Image point grounding data:
-- Opening Marker --
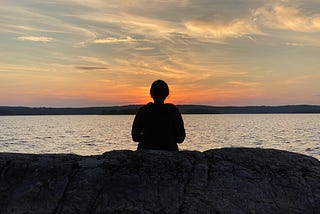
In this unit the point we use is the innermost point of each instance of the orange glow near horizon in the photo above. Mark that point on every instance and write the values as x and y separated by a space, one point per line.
209 52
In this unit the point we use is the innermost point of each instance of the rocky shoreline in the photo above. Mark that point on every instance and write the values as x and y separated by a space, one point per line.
228 180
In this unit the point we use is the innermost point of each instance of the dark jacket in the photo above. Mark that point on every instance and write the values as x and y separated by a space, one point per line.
159 127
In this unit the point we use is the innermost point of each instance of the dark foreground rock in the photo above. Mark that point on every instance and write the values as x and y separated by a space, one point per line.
231 180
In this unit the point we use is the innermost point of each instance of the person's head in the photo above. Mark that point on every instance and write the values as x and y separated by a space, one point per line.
159 91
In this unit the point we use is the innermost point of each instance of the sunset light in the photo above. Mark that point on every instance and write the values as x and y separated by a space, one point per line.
75 53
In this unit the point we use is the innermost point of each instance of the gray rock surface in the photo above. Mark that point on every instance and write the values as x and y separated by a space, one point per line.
230 180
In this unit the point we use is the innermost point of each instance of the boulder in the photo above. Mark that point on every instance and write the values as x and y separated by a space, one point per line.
228 180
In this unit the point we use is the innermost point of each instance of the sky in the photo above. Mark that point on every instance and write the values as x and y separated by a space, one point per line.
77 53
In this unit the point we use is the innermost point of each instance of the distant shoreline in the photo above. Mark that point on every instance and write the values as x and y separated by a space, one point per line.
184 109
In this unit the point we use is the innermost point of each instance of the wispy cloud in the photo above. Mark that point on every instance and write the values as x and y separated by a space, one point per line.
115 40
90 68
36 38
220 29
286 17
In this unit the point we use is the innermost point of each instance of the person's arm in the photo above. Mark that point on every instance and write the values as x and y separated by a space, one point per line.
136 131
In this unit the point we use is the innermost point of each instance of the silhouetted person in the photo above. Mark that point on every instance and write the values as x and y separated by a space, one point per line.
158 125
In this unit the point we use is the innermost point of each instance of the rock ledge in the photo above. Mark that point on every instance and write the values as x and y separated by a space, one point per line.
229 180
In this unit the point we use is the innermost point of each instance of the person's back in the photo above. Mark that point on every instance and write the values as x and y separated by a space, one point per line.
157 125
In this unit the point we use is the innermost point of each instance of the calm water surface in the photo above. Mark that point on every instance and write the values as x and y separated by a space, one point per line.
87 135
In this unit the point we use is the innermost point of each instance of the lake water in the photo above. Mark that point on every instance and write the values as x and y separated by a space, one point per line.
88 135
-- Closing Marker --
Every record must be returned exactly. Leave its pictures out.

:: Exercise response ::
In this unit the point we use is the innermost point of each instance of the orange glow near horizon in the photo above. Mark that point on every instance and write the values as x and y separated by a space, one point per line.
209 52
In this unit the point we use is the innermost point of each instance of the rocky shoreline in the photo above. Mark that point on every instance and write the values as x and y separated by a space, one point per line.
228 180
In this unit the point we use is the innermost point of each instance of the dark jacket in the photo above. Mark that point on every instance and write the values as x and y separated by a space, one point per line.
159 127
In this unit the point we use is the innermost point of each instance of the dark foreground rock in the photo above. Mark that point on every instance and write the values as x and y separated by a space, one point per line.
231 180
In this unit the point we use is the innermost point of each instance of the person's head in the photo above. Mark that point on every instance and write the values as x and y separated by a space, one point per line.
159 91
In this unit the point we use is the innermost point of each instance of the sunset light in the photo above. Mark that point on every instance and write the values as x and y separated by a space, one point per line.
75 53
In this unit the point we use is the innermost point of each instance of the gray rock surface in the photo above. Mark that point on every instance and write the values as x and y separated by a space, one point per line.
230 180
In this unit the point we use is the innermost point of each instance of the boulder in the photo above. Mark that point on every instance and write the values as x and y separated by a space, one point per line.
228 180
In this unit the point we use is the innermost point of each instance of the sky in the photo above. Mark that point on every instance and write the values as x and y separated by a space, one point per line.
77 53
In this unit the point we use is the innermost point of each instance of the distant shoreline in the photo above. Mark that point on every instance and write the values as x and y separated by a space, one point per line.
184 109
In this unit the point we use is the innermost point of each instance of the wispy cloud in the photo above. Mark that point on every instance and write the values as x and y separated by a space, one point per line.
115 40
90 68
36 38
220 29
286 17
In this unit the point we use is the innermost point of each instance of the person's arm in the photo above. Mark that point on every instance and write the values as x and y separated by a space, one point per line.
136 131
In this unit the point we use is the innermost point of each instance of the silhouetted person in the photo above. Mark that point on every instance and write the values as x and y separated by a space, one point per line.
158 125
In this unit the point we use is the innermost point of each instance of the rock ledge in the photo above. Mark that point on every instance and write the values as x and y separated by a space, one point per line.
229 180
In this unit the point we use is the innermost point of each instance of the person's back in the photo above. Mark that point on every instance and write the values as x and y separated by a space, one point per line.
157 125
In this unit the point we use is the innermost point of each instance of the calm water surface in the photo above. Mark that point on every instance and write the values as x and y separated by a space, one point per line.
87 135
In this unit the point we use is the innermost point of each instance of the lake water in the photo above. Mark that point on every instance and write the values as x and y separated by a space, one point per line.
88 135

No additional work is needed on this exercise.